→ **Work required**
Retype every item below word for word, keeping each line in its original order.

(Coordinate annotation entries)
•••••

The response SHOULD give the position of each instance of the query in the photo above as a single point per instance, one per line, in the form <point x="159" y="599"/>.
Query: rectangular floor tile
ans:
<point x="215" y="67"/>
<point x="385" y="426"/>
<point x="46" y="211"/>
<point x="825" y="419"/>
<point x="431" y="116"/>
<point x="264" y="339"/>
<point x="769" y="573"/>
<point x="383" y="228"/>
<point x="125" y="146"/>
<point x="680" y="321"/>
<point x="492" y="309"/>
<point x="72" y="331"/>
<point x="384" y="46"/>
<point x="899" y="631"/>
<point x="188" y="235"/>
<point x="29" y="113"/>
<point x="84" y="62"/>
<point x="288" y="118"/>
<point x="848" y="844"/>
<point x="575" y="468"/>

•••••

→ **Solution**
The response SHOULD give the position of each instance of the query in the photo above as a single point per instance, one per line, in the form <point x="159" y="599"/>.
Query: rectangular floor tile
ans:
<point x="215" y="67"/>
<point x="385" y="426"/>
<point x="46" y="211"/>
<point x="825" y="419"/>
<point x="431" y="116"/>
<point x="264" y="339"/>
<point x="769" y="573"/>
<point x="383" y="228"/>
<point x="125" y="146"/>
<point x="680" y="321"/>
<point x="492" y="309"/>
<point x="72" y="331"/>
<point x="384" y="46"/>
<point x="899" y="631"/>
<point x="188" y="235"/>
<point x="29" y="113"/>
<point x="84" y="62"/>
<point x="288" y="118"/>
<point x="848" y="844"/>
<point x="575" y="468"/>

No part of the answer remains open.